DATA SUPPLIED:

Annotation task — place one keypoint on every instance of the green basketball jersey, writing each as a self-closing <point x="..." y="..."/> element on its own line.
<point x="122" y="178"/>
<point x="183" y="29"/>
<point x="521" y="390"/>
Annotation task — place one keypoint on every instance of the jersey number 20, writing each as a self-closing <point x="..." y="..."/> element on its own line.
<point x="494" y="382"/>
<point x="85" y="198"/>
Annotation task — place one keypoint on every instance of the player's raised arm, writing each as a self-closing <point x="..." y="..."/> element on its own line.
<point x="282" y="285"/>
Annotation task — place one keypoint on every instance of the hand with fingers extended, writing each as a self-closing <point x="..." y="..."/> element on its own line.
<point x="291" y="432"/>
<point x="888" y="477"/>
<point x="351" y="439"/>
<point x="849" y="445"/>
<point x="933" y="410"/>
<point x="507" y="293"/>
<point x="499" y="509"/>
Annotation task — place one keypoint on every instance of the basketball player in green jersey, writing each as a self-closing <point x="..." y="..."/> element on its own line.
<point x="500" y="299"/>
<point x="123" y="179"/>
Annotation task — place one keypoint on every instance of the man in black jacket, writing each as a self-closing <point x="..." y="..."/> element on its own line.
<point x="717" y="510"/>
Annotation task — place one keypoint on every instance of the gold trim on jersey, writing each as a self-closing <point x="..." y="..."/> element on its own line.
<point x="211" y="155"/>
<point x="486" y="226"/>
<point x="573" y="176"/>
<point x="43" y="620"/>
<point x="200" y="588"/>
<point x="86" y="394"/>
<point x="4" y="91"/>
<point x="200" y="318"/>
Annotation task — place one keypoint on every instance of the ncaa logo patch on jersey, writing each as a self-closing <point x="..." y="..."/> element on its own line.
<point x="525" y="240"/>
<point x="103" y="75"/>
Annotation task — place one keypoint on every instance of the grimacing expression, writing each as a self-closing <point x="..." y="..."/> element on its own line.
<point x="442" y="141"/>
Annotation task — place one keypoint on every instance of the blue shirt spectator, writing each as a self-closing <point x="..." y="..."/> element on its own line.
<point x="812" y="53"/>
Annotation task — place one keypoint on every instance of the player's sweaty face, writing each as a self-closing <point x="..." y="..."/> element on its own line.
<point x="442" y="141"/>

AIM: Rewrite every line from the one containing "of the blue" through the end of the entries, inclusive. Multiply each x and y coordinate in the points by 2.15 and round to a whole number, with halves rounded up, and leave everything else unchanged.

RESULT OF THIS TASK:
Annotation task — place one keypoint on every instance of the blue shirt spectator, writing each as a self-closing <point x="..." y="..."/> element on its own line.
<point x="1746" y="114"/>
Annotation task — place one keypoint on every instance of the player's sweaty face, writing each as a self-closing <point x="..." y="..."/> element on its own line.
<point x="950" y="303"/>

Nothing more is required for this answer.